Task description
Search the entries for the string "this" and give the number of lines that hold it, nothing more.

---------------

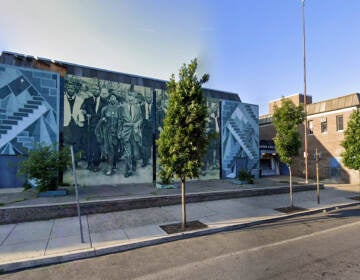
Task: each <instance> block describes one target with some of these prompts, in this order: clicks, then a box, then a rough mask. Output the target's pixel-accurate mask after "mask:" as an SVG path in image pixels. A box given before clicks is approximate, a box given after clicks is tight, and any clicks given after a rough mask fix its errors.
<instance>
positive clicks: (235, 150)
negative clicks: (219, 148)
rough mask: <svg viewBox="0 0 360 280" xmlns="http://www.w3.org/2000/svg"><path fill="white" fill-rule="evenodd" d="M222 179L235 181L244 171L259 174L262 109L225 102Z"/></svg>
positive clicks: (222, 134)
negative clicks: (259, 124) (241, 171)
mask: <svg viewBox="0 0 360 280" xmlns="http://www.w3.org/2000/svg"><path fill="white" fill-rule="evenodd" d="M221 112H222V119H221V121H222V137H221V143H222V176H223V178H236V177H237V176H238V172H239V171H241V170H245V171H251V172H252V173H253V175H255V176H258V175H259V122H258V119H259V113H258V112H259V108H258V106H257V105H251V104H245V103H238V102H233V101H223V102H222V109H221Z"/></svg>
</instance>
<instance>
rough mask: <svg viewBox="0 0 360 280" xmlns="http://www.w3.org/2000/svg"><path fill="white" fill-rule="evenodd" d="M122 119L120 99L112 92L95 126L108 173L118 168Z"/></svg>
mask: <svg viewBox="0 0 360 280" xmlns="http://www.w3.org/2000/svg"><path fill="white" fill-rule="evenodd" d="M121 130H122V120H121V114H120V108H119V104H118V100H117V97H116V95H115V94H111V95H110V98H109V103H108V105H106V106H105V107H103V108H102V110H101V117H100V120H99V122H98V124H97V126H96V128H95V135H96V137H97V140H98V141H99V143H100V144H101V150H102V156H103V157H104V158H105V159H106V160H107V161H108V167H107V171H106V173H105V174H106V175H111V174H113V170H114V169H116V160H117V158H118V155H117V152H118V148H119V144H120V136H121Z"/></svg>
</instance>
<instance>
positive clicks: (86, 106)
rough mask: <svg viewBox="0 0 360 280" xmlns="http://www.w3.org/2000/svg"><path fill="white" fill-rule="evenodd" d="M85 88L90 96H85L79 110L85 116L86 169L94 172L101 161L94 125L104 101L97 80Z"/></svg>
mask: <svg viewBox="0 0 360 280" xmlns="http://www.w3.org/2000/svg"><path fill="white" fill-rule="evenodd" d="M87 89H88V92H89V94H90V97H88V98H86V99H85V100H84V102H83V104H82V105H81V110H82V113H83V115H84V117H85V122H84V132H85V135H86V136H85V139H84V142H85V143H84V144H85V149H86V161H87V169H89V170H91V171H94V172H96V171H98V170H99V165H100V161H101V148H100V144H99V142H98V141H97V138H96V137H95V127H96V125H97V124H98V123H99V120H100V117H101V115H100V114H101V109H102V108H103V107H104V106H105V103H106V101H105V100H104V99H103V98H102V97H101V96H100V94H101V90H102V88H101V85H100V81H99V80H96V81H95V82H94V83H92V84H90V85H89V86H88V88H87Z"/></svg>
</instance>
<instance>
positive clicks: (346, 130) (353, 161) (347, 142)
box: [341, 110, 360, 171]
mask: <svg viewBox="0 0 360 280" xmlns="http://www.w3.org/2000/svg"><path fill="white" fill-rule="evenodd" d="M341 145H342V146H343V147H344V149H345V151H344V152H343V153H342V159H343V162H344V164H345V166H347V167H348V168H351V169H354V170H358V171H360V110H356V111H354V112H353V113H352V114H351V116H350V120H349V122H348V127H347V129H346V131H345V139H344V141H343V142H342V143H341Z"/></svg>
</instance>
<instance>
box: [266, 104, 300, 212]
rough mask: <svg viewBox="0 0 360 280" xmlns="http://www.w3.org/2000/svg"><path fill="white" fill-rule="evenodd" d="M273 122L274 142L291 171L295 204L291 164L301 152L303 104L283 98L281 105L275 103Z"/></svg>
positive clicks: (279, 155) (291, 206)
mask: <svg viewBox="0 0 360 280" xmlns="http://www.w3.org/2000/svg"><path fill="white" fill-rule="evenodd" d="M274 109H275V110H274V114H273V124H274V126H275V130H276V135H275V138H274V143H275V147H276V151H277V152H278V153H279V156H280V159H281V161H282V162H284V163H285V164H286V165H287V166H288V168H289V173H290V204H291V207H293V206H294V202H293V190H292V172H291V164H292V162H293V160H294V158H295V157H296V156H298V154H299V148H300V147H301V137H300V133H299V132H298V126H299V124H300V123H302V122H303V121H304V118H305V114H304V110H303V107H302V106H296V105H295V104H294V103H293V102H292V101H291V100H290V99H286V98H282V99H281V107H278V106H276V105H275V108H274Z"/></svg>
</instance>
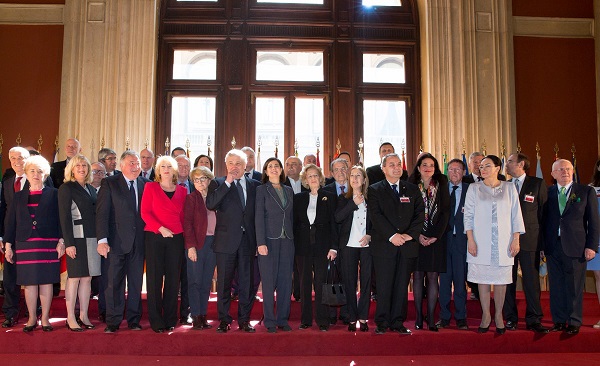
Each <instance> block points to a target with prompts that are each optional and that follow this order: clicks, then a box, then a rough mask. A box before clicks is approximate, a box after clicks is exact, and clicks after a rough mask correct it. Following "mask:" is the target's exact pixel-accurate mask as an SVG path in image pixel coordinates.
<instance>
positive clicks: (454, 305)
mask: <svg viewBox="0 0 600 366" xmlns="http://www.w3.org/2000/svg"><path fill="white" fill-rule="evenodd" d="M465 169H466V166H465V163H464V162H463V161H462V160H460V159H452V160H450V162H449V163H448V179H449V184H448V188H449V189H450V220H449V221H448V228H447V231H446V237H447V240H446V242H447V251H446V272H442V273H440V320H439V321H438V322H437V323H436V326H437V327H438V328H446V327H448V326H449V325H450V317H451V315H452V313H451V311H450V301H451V300H452V288H453V286H454V319H455V320H456V326H457V328H458V329H459V330H467V329H469V327H468V325H467V286H466V285H465V281H466V280H467V235H466V234H465V233H464V231H465V229H464V223H463V216H464V214H463V207H464V205H465V197H466V196H467V189H468V188H469V184H468V183H464V182H462V177H463V176H464V173H465Z"/></svg>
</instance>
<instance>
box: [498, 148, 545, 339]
mask: <svg viewBox="0 0 600 366" xmlns="http://www.w3.org/2000/svg"><path fill="white" fill-rule="evenodd" d="M529 164H530V163H529V158H528V157H527V155H524V154H521V153H518V154H512V155H510V156H509V157H508V160H507V161H506V171H507V172H508V174H510V175H511V176H512V177H513V178H512V180H511V181H512V182H513V183H514V184H515V188H516V189H517V191H518V192H519V201H520V204H521V213H522V214H523V222H524V223H525V234H521V237H520V239H519V242H520V244H521V249H520V251H519V253H518V254H517V255H516V256H515V264H514V265H513V282H512V283H511V284H509V285H508V288H507V291H506V297H505V299H504V307H503V311H504V318H505V319H506V329H508V330H516V329H517V321H518V319H519V315H518V313H517V299H516V294H517V269H518V268H519V265H520V266H521V273H522V280H521V282H522V284H523V292H524V293H525V302H526V303H527V307H526V310H525V323H526V324H527V329H529V330H533V331H534V332H538V333H548V328H546V327H544V326H543V325H542V323H541V321H542V317H543V316H544V314H543V313H542V305H541V303H540V250H542V236H541V235H540V227H541V225H542V217H543V209H544V205H545V204H546V201H547V199H548V189H547V188H546V183H544V180H543V179H540V178H536V177H531V176H528V175H526V174H525V172H526V171H527V170H528V169H529Z"/></svg>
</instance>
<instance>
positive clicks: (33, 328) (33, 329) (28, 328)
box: [23, 322, 37, 333]
mask: <svg viewBox="0 0 600 366" xmlns="http://www.w3.org/2000/svg"><path fill="white" fill-rule="evenodd" d="M35 328H37V322H36V323H35V324H34V325H26V326H25V327H23V332H25V333H29V332H33V330H34V329H35Z"/></svg>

---------------

Answer area
2